Vu la procédure suivante
:
I. Par une requête, enregistrée le 19 décembre 2019 sous le n°1911341, et un mémoire, enregistré le 28 février 2020, la société Otus, représentée par Me Sapène, demande au tribunal, dans le dernier état de ses écritures :
1°) d'annuler la décision du 28 juin 2019 par laquelle l'inspecteur du travail lui a refusé l'autorisation de licencier M. B et les décisions implicites par lesquelles l'inspecteur du travail lui a refusé cette autorisation et la décision implicite par laquelle la ministre du travail a rejeté son recours hiérarchique à l'encontre de la décision de l'inspecteur du travail ;
2°) d'enjoindre à l'inspecteur du travail d'autoriser le licenciement de M. B ;
3°) de mettre à la charge de l'Etat une somme de 1 500 euros en application de l'article
L. 761-1 du code de justice administrative.
Elle soutient que :
- c'est à tort que l'inspecteur du travail a considéré que la procédure de licenciement était irrégulière ;
- ainsi que l'a relevé l'inspecteur du travail dans sa décision expresse du 28 juin 2019 le refus du salarié d'accepter le poste proposé le 27 novembre 2018, qui n'emportait qu'un simple changement des conditions de travail, est fautif et suffisamment grave pour justifier son licenciement.
Le ministre du travail, du plein emploi et de l'insertion, à qui la requête a été communiquée, n'a pas produit de mémoire en défense.
Par un mémoire, enregistré le 27 janvier 2020, M. A B conclut au rejet de la requête et demande que soit mise à la charge de la société Otus la somme de 1 500 euros au titre de l'article
L. 761-1 du code de justice administrative.
Par une lettre du 16 novembre 2022, les parties ont été informées, en application des dispositions de l'article
R. 611-7 du code de justice administrative, de ce que le jugement était susceptible de se fonder sur le moyen d'ordre public tiré de ce que les conclusions dirigées contre la décision de l'inspecteur du travail du 28 juin 2019 sont devenues sans objet dès lors qu'elle a été retirée par la ministre du travail le 27 janvier 2020 et que cette décision de retrait est devenue définitive.
II. Par une requête, enregistrée le 28 février 2020 sous le n°2001893, la société Otus, représentée par Me Sapène, demande au tribunal :
1°) de joindre cette requête à la requête n°1911341 ;
2°) d'annuler la décision de la ministre du travail du 27 janvier 2020 en tant qu'elle lui a refusé l'autorisation de licencier M. B ;
3°) d'annuler la décision de l'inspecteur du travail du 28 juin 2019 lui refusant autorisation de licencier M. B ainsi que la décision implicite de l'inspecteur du travail née le 11 mai 2019 et la décision implicite par laquelle la ministre du travail a rejeté son recours hiérarchique née le 5 novembre 2019 ;
4°) d'enjoindre à l'inspecteur du travail d'autoriser le licenciement de M. B ;
5°) de mettre à la charge de l'Etat une somme de 1 500 euros en application de l'article
L. 761-1 du code de justice administrative.
:::::
Pouvez-vous recopier le jugement de « Par une lettre » jusqu'à « est devenue définitive. » inclus, en substituant « un courrier » à « une lettre » ? Les lignes qui suivent proviennent d'une autre source que le jugement.
:::::
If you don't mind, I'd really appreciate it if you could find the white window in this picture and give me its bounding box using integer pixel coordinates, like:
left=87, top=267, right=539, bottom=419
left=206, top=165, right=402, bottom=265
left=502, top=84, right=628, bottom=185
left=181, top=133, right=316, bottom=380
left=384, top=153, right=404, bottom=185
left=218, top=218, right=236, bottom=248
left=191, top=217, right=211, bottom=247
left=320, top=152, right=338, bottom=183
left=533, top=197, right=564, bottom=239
:::::
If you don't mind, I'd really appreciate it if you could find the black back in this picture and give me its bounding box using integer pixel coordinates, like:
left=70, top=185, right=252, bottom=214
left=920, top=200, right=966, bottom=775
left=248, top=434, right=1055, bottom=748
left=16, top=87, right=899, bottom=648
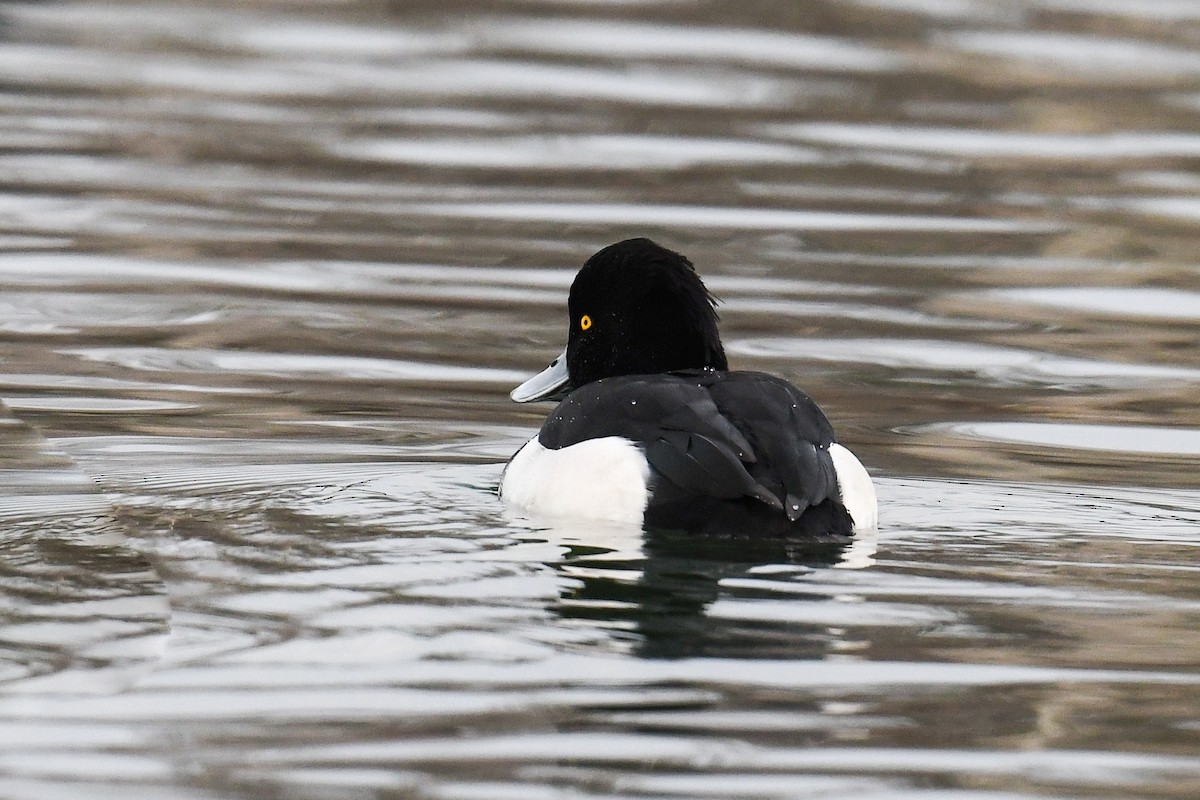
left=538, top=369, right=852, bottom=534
:::::
### RÉPONSE
Par un courrier du 16 novembre 2022, les parties ont été informées, en application des dispositions de l'article
R. 611-7 du code de justice administrative, de ce que le jugement était susceptible de se fonder sur le moyen d'ordre public tiré de ce que les conclusions dirigées contre la décision de l'inspecteur du travail du 28 juin 2019 sont devenues sans objet dès lors qu'elle a été retirée par la ministre du travail le 27 janvier 2020 et que cette décision de retrait est devenue définitive.